Give the lines of the records below as a numbered list, starting at the line that contains "point_to finds the field" and ending at the line that contains "pixel 168 436", with blank lines left out.
========================================
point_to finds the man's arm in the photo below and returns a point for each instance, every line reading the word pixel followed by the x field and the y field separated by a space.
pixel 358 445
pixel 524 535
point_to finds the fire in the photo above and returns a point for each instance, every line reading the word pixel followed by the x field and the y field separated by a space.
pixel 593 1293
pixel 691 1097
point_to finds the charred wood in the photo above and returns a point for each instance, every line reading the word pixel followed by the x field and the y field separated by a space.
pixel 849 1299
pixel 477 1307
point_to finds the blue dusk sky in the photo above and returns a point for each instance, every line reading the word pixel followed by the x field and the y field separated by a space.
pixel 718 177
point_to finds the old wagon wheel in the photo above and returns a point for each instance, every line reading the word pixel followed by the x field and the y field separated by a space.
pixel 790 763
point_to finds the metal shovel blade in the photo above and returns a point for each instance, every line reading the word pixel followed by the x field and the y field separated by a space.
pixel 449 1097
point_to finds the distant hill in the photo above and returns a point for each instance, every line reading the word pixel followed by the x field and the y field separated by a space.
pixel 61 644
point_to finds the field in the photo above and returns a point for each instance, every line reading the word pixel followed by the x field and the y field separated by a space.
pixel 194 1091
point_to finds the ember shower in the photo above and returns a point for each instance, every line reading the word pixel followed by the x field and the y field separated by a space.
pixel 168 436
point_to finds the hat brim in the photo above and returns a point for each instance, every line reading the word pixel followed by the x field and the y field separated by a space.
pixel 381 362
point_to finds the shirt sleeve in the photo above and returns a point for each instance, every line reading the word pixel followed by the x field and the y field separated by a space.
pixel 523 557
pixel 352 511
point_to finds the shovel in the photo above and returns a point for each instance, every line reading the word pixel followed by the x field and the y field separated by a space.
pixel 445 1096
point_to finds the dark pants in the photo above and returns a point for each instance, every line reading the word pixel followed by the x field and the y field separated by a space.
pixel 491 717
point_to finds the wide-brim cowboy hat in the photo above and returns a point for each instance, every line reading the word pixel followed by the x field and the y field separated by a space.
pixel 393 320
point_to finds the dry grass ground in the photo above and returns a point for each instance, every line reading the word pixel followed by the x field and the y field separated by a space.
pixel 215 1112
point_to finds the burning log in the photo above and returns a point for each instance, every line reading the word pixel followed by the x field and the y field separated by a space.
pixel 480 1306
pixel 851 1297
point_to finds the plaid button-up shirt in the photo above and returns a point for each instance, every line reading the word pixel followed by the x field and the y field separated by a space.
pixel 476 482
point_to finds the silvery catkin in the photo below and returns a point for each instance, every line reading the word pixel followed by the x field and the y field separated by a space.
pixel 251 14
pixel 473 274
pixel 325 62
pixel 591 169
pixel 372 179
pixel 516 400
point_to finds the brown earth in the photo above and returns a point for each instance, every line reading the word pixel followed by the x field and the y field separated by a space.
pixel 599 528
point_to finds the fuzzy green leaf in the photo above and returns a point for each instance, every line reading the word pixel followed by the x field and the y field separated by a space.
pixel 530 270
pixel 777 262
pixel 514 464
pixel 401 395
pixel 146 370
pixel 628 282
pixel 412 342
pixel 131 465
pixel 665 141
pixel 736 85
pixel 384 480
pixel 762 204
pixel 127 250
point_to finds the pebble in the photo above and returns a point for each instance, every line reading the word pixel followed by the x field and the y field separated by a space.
========================================
WRITTEN RESPONSE:
1. point_to finds the field in the photo above and returns a point for each instance, every line reading the word pixel followed by the x field and the y field separated by a space.
2. pixel 194 1091
3. point_to finds the ember shower in the photo above and returns a point for each instance, every line reading the word pixel followed by the x field and the y field separated by a space.
4. pixel 168 436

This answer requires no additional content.